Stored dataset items
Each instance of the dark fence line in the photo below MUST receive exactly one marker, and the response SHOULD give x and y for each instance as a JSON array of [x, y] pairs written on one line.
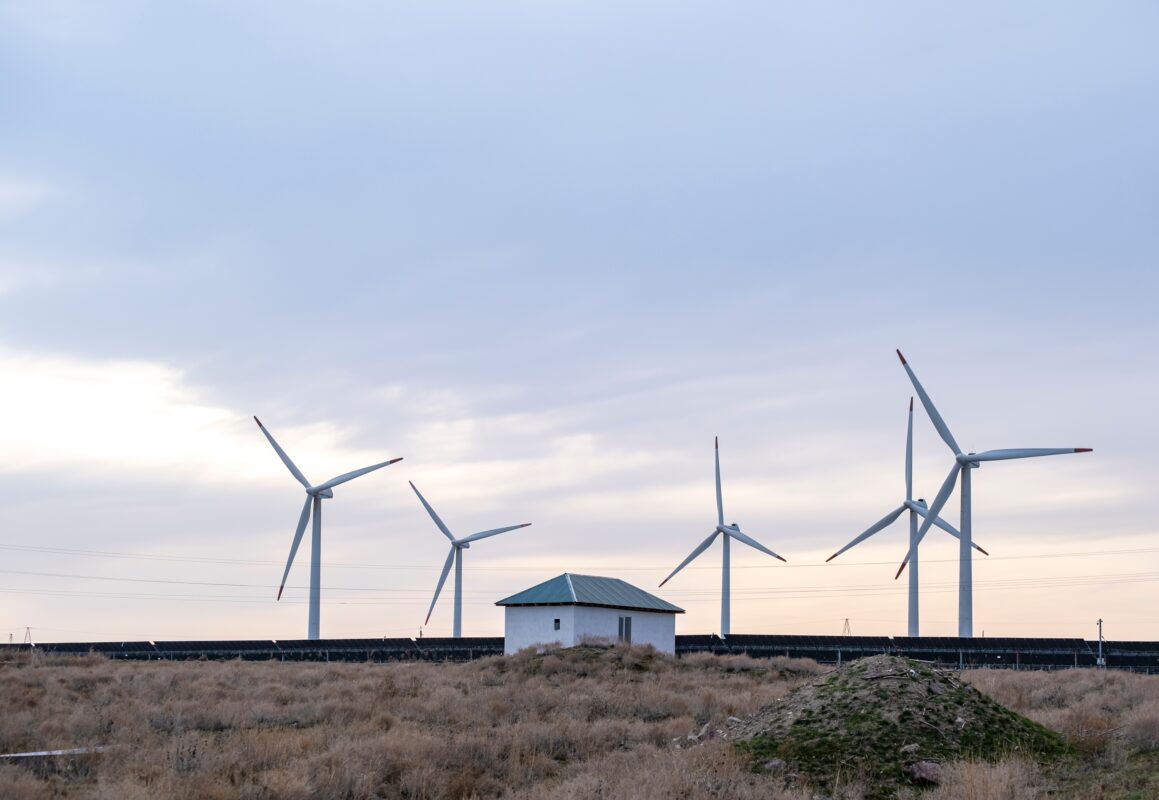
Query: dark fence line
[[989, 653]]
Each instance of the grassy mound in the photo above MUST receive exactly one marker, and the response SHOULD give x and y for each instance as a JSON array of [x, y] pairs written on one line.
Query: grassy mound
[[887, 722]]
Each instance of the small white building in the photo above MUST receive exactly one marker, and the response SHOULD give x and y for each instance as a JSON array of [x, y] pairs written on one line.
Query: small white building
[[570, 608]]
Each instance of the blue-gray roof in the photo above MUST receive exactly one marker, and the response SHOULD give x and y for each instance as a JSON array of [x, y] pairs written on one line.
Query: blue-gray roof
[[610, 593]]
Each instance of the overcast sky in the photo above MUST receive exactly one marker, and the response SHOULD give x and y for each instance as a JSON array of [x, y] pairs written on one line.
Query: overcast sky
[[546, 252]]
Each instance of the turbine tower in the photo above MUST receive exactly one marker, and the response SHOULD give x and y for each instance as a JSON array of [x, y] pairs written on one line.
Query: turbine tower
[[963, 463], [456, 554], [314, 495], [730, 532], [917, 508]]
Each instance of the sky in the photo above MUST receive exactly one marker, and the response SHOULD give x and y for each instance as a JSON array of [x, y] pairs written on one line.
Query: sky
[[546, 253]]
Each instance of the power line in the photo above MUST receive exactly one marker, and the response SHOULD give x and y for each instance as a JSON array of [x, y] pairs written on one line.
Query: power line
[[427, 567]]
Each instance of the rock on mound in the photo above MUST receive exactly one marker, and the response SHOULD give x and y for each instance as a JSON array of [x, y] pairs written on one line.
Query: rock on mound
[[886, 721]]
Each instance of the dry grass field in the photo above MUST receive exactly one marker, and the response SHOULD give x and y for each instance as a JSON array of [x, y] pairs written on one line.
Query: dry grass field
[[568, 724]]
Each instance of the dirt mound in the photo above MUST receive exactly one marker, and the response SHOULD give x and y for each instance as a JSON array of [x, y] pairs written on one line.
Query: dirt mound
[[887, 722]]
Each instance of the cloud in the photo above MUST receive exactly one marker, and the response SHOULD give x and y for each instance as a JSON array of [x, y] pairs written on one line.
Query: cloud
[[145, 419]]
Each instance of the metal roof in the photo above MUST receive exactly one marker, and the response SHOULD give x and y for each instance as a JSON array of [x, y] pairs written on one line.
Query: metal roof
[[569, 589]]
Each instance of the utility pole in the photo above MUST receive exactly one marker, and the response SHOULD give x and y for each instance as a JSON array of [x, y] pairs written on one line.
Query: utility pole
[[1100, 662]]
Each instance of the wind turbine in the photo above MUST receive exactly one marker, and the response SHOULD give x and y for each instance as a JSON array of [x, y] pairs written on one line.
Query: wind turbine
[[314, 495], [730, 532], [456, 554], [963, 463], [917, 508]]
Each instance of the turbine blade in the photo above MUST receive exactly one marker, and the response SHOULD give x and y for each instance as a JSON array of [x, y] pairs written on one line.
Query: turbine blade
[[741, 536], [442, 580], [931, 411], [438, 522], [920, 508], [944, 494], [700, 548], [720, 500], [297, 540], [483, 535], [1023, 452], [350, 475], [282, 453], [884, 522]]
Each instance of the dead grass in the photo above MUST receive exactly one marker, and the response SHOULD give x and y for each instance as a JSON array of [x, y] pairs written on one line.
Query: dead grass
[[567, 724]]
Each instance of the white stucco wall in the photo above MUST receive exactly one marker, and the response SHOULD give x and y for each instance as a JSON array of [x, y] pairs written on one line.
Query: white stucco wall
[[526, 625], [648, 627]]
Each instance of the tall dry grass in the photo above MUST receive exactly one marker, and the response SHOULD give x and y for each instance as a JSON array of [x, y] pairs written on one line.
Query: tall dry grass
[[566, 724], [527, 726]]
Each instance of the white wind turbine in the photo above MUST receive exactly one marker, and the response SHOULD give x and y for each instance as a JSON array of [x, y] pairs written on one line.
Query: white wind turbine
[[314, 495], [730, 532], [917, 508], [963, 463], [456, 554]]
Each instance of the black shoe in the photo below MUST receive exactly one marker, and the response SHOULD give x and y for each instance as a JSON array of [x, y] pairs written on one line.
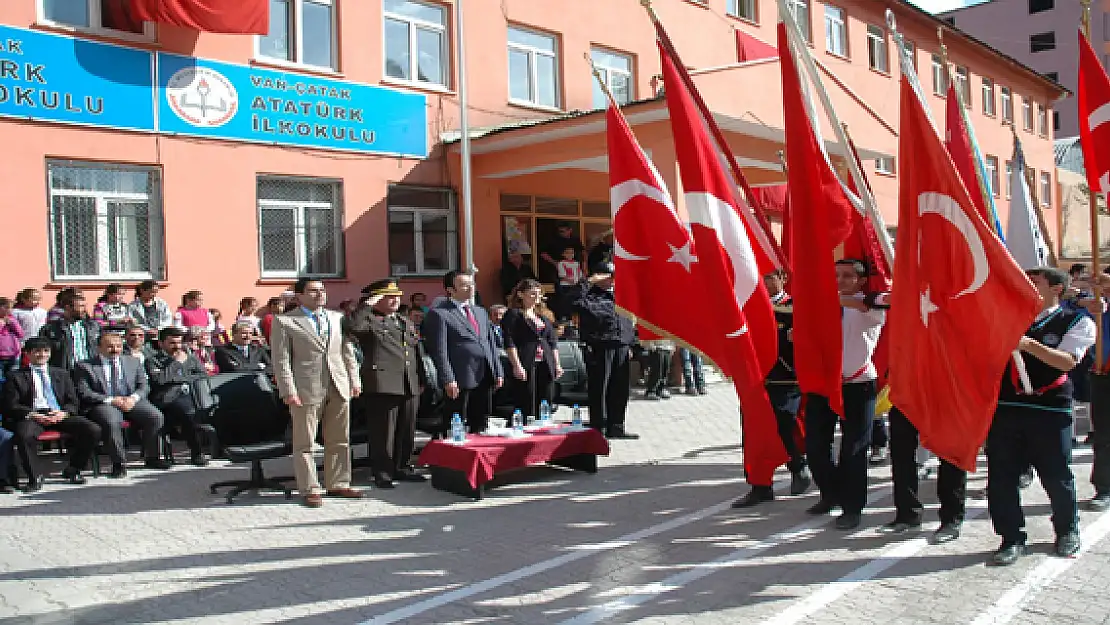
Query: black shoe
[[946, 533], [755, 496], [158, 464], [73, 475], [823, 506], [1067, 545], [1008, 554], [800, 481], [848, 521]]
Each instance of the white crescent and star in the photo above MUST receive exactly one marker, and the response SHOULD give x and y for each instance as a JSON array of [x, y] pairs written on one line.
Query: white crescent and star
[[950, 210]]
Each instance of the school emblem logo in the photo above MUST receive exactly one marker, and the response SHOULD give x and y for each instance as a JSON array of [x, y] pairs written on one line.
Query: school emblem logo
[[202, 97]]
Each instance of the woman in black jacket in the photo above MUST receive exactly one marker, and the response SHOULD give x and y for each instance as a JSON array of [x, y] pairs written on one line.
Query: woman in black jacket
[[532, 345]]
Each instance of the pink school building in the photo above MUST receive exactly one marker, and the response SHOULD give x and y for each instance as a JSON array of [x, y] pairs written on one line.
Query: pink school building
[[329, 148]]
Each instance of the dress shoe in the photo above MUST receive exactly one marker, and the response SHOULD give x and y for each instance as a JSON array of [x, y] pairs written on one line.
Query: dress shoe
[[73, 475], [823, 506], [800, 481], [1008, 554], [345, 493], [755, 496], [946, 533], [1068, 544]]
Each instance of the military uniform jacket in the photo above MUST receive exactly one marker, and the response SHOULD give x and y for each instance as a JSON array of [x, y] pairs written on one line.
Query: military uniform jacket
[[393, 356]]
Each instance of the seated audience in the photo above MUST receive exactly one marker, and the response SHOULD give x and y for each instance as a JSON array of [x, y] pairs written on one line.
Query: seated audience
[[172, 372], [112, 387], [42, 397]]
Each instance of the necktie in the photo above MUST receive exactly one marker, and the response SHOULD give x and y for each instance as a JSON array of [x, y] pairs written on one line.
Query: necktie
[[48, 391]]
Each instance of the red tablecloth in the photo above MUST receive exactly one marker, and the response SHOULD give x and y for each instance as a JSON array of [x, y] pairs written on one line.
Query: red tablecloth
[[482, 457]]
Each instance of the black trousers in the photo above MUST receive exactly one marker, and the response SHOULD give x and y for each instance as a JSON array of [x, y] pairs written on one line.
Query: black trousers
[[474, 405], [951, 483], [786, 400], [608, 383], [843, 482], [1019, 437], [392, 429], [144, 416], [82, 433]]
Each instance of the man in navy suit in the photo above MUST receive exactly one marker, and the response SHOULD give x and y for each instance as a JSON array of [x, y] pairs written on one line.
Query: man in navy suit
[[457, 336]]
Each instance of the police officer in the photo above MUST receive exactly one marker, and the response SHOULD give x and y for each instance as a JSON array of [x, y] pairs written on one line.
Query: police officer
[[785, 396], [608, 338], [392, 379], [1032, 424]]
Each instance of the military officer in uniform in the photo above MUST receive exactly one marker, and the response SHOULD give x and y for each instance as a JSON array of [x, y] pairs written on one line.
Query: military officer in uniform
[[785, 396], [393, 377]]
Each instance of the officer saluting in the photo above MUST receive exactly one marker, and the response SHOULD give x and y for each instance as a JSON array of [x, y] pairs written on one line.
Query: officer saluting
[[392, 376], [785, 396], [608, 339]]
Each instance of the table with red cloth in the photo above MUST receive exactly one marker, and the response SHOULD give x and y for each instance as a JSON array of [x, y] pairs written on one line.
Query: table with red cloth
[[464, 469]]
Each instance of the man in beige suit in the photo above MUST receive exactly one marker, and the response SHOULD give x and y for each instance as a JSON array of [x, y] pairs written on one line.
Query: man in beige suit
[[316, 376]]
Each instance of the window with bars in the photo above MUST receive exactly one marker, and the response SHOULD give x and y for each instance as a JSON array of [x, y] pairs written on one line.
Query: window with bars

> _STATED PROBLEM_
The records above should be reproduced exactly, with no pictures included.

> _WRITTEN SOLUTION_
Each instance of the dark fence line in the photo below MUST receive exactly one marker, and the response SHOULD give x and y for each instance as a JSON array of [x, y] pairs written on one line.
Query: dark fence line
[[989, 653]]
Each instance of the grassy mound in the photo above MUST receive exactly one marker, and the response SHOULD give x and y for each instance as a JSON array of [x, y] pairs written on one line.
Query: grassy mound
[[887, 722]]
Each instance of the small white building in the photo above MUST receive exactly one marker, and the response SHOULD give x and y for each instance as a JSON array of [x, y] pairs written on one line.
Query: small white building
[[570, 608]]
Each instance of the blue-gray roof in the photo above MUST receive exactly one marker, and the response SHOULD give x and y for each instance as a JSON array of [x, y] pairs written on one line.
Query: blue-gray roof
[[610, 593]]
Each instance of the overcast sky in the photo above MUST receive exactly one marker, and the response SHOULD give x and y for each instance as a JSON array of [x, y] pairs written on one line.
Query: overcast sky
[[546, 252]]
Each instance of the turbine tower in the photo above MUST receive exactly one marker, and the response SHOULD give x and y for each instance as a JSON array of [x, y] pairs written on one line.
Query: turbine tower
[[963, 463], [456, 554], [314, 495], [730, 532], [917, 508]]
Each instance of the sky in the photo above MUST receive exactly one marker, and the response SHOULD give x and y for each instance as a JSON array of [x, y] pairs written on one line.
Query: sky
[[546, 253]]
Each instance of the power line in the photo above MUST receive exactly one marker, and the response SHOULD give x and y for each instance as a JSON array of [x, y] pairs written on one line.
Query: power line
[[427, 567]]
Each instance of the rock on mound in the photo above MUST receive exactly one marker, and the response SHOULD give x and y for each instance as a JSON array of [x, y] pairs written on one line.
Query: rock on mound
[[886, 721]]
Each instance of the dry grass field in the photo above MUST receive exactly one marker, and the response SHOULD give x and y for each instance as a JSON array of [x, y] pairs written on one line.
Query: dry grass field
[[568, 724]]
Each instance of the dirt mound in the photo above MUST receive exactly one marker, and the response SHOULD give x and y for each instance as a JSON array of [x, y] pairs written on one line.
Query: dirt mound
[[887, 722]]
Each instance of the cloud in the photo above MUST receive exactly one marker, and the response SHOULD give x and y for each instance as a JSON array of [x, y] pairs written on one line.
Query: cloud
[[145, 419]]
Each instance of the metal roof in the photo above MUST receive exactly one marker, and the response SHOULD give x and y for each instance as a JSON array of [x, y] pairs written on one line.
Query: metal roof
[[569, 589]]
Each instance of the utility pole in the photo above MUST receive exactly one marker, and the response SHOULD give x and y for each instance as a JSON array of [x, y] pairs written on one line.
Query: utility pole
[[1100, 662]]
Each instance of the wind turbine in the photo above MUST receive exactly one marker, and the response SHOULD give x and y for each instance as a JSON array of [x, y] pairs written on one line.
Query: wind turbine
[[314, 495], [730, 532], [456, 554], [963, 463], [917, 508]]
Each instance of the turbine blade in the photo above MUST receive exactly one marker, and the response SHOULD give x and y for each instance as a JSON array of [x, y] pairs written on one line.
Query: turbine blade
[[741, 536], [442, 580], [931, 411], [438, 522], [920, 508], [944, 494], [700, 548], [720, 500], [297, 540], [483, 535], [1023, 452], [350, 475], [282, 453], [884, 522]]
Each instance of the dead grass in the photo above MUST receive exactly one marker, and the response SHOULD give x and y for each instance as a JSON array of [x, y] pairs written on one line.
Query: dead grass
[[567, 724]]
Each instance of the white stucco wall in the photo above MUST receive exactly one marker, and the response SHOULD give x and y for each instance as a JSON array of [x, y] pairs written on one line.
Query: white stucco wall
[[526, 625], [648, 627]]
Each instance of the tall dry grass in the photo above MUST receive exactly one marker, and the response SHOULD give x and y for each instance as a JSON array of [x, y] pairs written on one line.
Query: tall dry grass
[[566, 724], [527, 726]]
Each instance of the white wind turbine in the photo above MUST receive exactly one marker, and the response SHOULD give x and y for each instance as a JSON array of [x, y] pairs written on one line.
Query: white wind turbine
[[314, 495], [730, 532], [917, 508], [963, 463], [456, 554]]
Each instance of the black shoe in the photo below MUST receive exactly one marker, and the response SHOULD give x and y for each instance as a JSON array of [x, y] pairs written on one line.
Query: black shoe
[[946, 533], [755, 496], [158, 464], [73, 475], [823, 506], [1067, 545], [1008, 554], [800, 481], [848, 521]]
Each instance of the white crescent and star in the photo above MUST receive exactly one marker, and the response SHOULD give x and y for each instance as a JSON array of [x, y] pairs written on one line.
Query: white crescent and star
[[950, 210]]
Each instance of the school emblem logo in the photo above MUST receive exactly one marker, and the response SHOULD give x and y for each instance as a JSON array of [x, y] pairs written on one line.
Query: school emblem logo
[[202, 97]]
Each instance of the woman in black jacket in the photo above MUST receive exactly one marker, and the response SHOULD give x and y for each instance as a JSON array of [x, y] pairs written on one line.
Query: woman in black jacket
[[532, 345]]
Each instance of the pink school building in the photo above MUST receive exactly one marker, and the response SHOULD give x and y for each instance as a JSON array of [x, y] pairs written on one line.
Query: pink school building
[[329, 148]]
Each instance of the dress shoe in the photo above MUST receive exactly one marker, and the response SHOULD give x and y for each instance as a JSON array of [x, y] pairs written on one line.
Query: dress shoe
[[73, 475], [823, 506], [800, 481], [1008, 554], [345, 493], [755, 496], [946, 533], [1068, 544]]
Each instance of the military uniform jacket in the photo above MUST receive exactly one marker, and the response SHOULD give x and y for each instance as a JSON array of [x, y] pairs written on one line.
Query: military uniform jacket
[[393, 356]]
Each instance of the seated audience in the photo above MUST receive exactly one marker, and the response SHOULD give x and y for each instance as a JSON array of [x, y] pairs written on one line.
Query: seated audience
[[172, 372], [112, 387], [42, 397]]
Each instance of the necktie in the photo above MUST receive exactly one marker, and the response SHOULD give x and y for each instance as a JSON array of [x, y] pairs written on one line.
Query: necktie
[[48, 391]]
Each instance of the red tablecloth in the photo above MUST receive exactly one marker, and the response SHOULD give x and y for each instance as a JSON array of [x, y] pairs written on one line.
Query: red tablecloth
[[482, 457]]
Each instance of the black trousers in the photo above MUST receive exactly one marker, and the response SHOULD give x and y for each instance as a JSON array of [x, y] pairs written on one line.
Query: black trousers
[[474, 405], [951, 483], [786, 400], [608, 383], [843, 482], [1019, 437], [392, 429], [144, 416], [82, 433]]
Each instance of the man in navy suit in the photo above MUST receive exactly one marker, and the response SHOULD give x and y for each instance as a JSON array of [x, y] pairs written on one line.
Query: man in navy suit
[[457, 336]]
Each instance of the police officer in the photo above MUST receive exactly one marker, and the response SHOULD give x and y for each instance as a JSON array of [x, y] pairs written on one line.
Query: police officer
[[785, 396], [608, 338], [392, 379], [1032, 424]]
Each instance of the military officer in uniform in the photo above MUST receive exactly one marker, and the response SHOULD give x and y for each instance as a JSON array of [x, y] pairs written on one line.
Query: military officer in uniform
[[785, 396], [393, 377]]
Each instance of the officer saluting in the photo above MUST receive exactly one marker, and the response SHOULD give x and y for each instance as a JSON array of [x, y] pairs written on one line.
Query: officer saluting
[[392, 376], [785, 396], [608, 339]]
Each instance of the table with red cloth in the photo above MUST receive exactly one marker, and the response SHOULD give x and y for each instance as a JSON array of [x, y] pairs written on one line.
Query: table with red cloth
[[464, 469]]
Each instance of the man in beige suit in the photo above MUST receive exactly one marker, and the response SHOULD give x and y for each instance as a JSON array of [x, y] pairs written on one line.
Query: man in beige suit
[[316, 376]]
Each instance of the window with bars in the photo above MUST receive exactly one marker, and the response SHOULD give x and y for each instance as a JSON array of [x, y] pairs written on one line.
Query: window with bars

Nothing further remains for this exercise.